**DIRECTIONS FOR THIS TASK**
Repeat word for word the line with "point_to(query) identifies every instance of the stop" and every line after it until the records below run out.

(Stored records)
####
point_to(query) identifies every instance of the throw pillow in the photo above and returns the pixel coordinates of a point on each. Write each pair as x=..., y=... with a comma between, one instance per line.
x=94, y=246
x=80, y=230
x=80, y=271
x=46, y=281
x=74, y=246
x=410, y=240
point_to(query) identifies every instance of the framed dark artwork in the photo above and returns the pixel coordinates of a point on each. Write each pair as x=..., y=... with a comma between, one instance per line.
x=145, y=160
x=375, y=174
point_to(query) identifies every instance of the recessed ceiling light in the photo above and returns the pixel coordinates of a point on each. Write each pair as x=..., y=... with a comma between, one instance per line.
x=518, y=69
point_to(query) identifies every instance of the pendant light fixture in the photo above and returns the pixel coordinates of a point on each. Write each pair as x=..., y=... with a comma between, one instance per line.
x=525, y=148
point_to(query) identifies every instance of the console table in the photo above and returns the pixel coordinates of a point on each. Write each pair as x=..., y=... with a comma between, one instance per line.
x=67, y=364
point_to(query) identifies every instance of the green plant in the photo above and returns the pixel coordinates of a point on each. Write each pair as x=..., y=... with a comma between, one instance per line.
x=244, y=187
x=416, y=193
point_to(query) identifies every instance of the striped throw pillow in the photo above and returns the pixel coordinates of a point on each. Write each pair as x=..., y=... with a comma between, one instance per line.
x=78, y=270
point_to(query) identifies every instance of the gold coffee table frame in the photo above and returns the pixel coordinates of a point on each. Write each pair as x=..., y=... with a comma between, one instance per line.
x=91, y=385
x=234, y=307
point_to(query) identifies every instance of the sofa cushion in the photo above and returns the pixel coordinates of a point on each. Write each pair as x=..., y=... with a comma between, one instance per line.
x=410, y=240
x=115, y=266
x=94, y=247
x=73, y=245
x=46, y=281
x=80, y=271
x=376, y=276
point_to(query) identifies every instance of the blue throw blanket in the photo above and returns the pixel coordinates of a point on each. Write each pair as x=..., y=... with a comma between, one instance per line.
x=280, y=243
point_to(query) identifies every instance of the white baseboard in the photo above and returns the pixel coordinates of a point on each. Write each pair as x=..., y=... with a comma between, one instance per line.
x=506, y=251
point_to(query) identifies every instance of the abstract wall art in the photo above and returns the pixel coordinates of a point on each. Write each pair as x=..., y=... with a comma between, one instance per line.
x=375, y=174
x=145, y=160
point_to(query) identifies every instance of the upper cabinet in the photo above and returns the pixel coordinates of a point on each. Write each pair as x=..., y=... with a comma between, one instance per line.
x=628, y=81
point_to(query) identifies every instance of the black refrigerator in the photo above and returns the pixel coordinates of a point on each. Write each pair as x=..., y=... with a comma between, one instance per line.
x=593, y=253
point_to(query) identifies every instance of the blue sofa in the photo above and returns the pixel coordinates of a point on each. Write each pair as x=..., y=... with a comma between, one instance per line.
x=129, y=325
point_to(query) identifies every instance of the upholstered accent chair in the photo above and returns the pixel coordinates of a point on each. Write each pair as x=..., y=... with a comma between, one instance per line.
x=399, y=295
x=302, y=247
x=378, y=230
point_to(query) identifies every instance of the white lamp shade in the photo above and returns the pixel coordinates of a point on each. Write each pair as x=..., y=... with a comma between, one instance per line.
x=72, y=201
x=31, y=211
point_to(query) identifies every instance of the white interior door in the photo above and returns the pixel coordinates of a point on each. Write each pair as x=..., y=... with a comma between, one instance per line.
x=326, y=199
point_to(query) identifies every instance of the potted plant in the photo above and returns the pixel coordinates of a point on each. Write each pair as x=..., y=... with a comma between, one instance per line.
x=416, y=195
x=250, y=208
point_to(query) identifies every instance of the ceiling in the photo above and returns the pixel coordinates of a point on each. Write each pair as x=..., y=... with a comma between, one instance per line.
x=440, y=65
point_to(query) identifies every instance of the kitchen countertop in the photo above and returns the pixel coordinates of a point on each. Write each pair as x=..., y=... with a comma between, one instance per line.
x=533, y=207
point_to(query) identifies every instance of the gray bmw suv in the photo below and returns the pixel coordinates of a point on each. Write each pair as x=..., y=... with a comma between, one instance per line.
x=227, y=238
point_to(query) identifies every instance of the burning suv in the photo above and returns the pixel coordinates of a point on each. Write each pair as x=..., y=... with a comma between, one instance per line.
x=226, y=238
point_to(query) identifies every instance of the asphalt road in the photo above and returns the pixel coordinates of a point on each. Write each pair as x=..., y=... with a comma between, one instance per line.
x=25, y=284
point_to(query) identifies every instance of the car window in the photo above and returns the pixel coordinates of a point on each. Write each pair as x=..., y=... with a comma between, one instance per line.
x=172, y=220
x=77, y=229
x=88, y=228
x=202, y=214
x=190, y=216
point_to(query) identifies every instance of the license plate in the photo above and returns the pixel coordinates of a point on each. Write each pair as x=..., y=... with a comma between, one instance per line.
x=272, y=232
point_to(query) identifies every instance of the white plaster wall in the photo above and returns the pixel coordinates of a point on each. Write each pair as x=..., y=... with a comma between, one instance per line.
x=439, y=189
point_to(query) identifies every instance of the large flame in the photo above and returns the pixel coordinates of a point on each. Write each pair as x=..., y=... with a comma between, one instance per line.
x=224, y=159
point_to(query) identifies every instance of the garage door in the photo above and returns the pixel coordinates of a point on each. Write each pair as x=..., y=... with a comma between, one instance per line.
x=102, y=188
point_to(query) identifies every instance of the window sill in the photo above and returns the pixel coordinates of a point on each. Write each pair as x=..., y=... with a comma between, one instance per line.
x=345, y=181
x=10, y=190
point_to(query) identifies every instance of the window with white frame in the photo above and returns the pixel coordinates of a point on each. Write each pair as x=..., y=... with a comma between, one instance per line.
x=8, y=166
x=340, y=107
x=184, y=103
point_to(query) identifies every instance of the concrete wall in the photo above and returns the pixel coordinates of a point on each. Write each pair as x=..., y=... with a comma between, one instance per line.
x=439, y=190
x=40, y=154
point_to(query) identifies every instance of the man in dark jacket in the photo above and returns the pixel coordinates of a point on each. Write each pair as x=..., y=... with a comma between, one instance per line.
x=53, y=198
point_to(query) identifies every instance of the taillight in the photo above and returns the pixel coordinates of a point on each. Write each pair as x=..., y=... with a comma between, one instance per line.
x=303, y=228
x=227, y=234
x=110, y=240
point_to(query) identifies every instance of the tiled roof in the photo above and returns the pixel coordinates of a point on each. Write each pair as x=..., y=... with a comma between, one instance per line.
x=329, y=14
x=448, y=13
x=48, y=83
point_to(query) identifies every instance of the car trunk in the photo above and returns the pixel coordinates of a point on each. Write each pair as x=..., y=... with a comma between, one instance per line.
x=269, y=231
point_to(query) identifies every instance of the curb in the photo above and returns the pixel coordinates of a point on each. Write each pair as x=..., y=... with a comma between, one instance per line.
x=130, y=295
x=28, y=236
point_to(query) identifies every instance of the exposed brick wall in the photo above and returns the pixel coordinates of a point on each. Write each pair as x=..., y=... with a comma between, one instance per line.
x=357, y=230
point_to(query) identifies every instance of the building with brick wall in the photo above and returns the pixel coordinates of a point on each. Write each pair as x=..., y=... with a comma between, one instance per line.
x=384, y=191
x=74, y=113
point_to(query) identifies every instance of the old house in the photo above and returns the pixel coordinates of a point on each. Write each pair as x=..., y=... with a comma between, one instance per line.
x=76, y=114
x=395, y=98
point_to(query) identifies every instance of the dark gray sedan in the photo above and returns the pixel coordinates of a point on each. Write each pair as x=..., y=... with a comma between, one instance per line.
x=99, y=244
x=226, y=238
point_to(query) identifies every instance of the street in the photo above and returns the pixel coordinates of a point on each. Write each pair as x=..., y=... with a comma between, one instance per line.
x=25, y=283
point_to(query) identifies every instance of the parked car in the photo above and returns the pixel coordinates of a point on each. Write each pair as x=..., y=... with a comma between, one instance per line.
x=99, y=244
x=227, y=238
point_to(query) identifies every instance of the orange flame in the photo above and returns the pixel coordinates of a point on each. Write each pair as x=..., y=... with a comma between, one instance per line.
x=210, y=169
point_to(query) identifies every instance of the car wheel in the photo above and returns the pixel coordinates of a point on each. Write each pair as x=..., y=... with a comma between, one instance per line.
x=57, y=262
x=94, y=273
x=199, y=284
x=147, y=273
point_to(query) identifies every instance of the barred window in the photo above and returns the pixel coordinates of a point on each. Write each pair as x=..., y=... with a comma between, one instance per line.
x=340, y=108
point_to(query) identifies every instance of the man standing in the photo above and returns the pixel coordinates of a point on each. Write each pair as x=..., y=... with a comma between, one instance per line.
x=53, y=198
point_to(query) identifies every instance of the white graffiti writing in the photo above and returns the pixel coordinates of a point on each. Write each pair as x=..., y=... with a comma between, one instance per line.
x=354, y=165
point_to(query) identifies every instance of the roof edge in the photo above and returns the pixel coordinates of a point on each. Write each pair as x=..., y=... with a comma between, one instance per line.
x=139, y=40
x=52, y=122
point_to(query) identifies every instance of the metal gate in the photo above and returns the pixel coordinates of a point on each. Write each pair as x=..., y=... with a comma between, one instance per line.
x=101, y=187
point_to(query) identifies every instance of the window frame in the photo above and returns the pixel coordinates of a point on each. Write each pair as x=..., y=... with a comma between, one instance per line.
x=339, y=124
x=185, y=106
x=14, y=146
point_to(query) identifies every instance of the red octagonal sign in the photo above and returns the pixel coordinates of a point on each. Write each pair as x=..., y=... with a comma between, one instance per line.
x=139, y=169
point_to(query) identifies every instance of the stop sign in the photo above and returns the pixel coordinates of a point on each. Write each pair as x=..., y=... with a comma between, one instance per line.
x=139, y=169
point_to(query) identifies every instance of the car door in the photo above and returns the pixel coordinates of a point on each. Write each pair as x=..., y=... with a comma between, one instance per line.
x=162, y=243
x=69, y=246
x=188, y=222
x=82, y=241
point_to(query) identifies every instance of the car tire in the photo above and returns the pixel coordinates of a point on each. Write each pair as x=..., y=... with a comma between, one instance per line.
####
**OUTPUT FOR THIS EXERCISE**
point_to(query) identifies every instance of the stop sign in the photo above and returns the pixel coordinates of a point on each. Write each pair as x=..., y=... with a comma between, one instance per line.
x=139, y=169
point_to(query) identifies every instance of the car door in the photo above and returns the pixel coordinates of a point on each. Write each pair as x=..., y=... with a comma between, one instance per line.
x=162, y=243
x=69, y=246
x=188, y=222
x=82, y=241
point_to(query) identifies every instance of the car tire in the photo above and returns the pixel coordinates of a point on each. Write each pair as x=..., y=... with a comma between, one instance per line.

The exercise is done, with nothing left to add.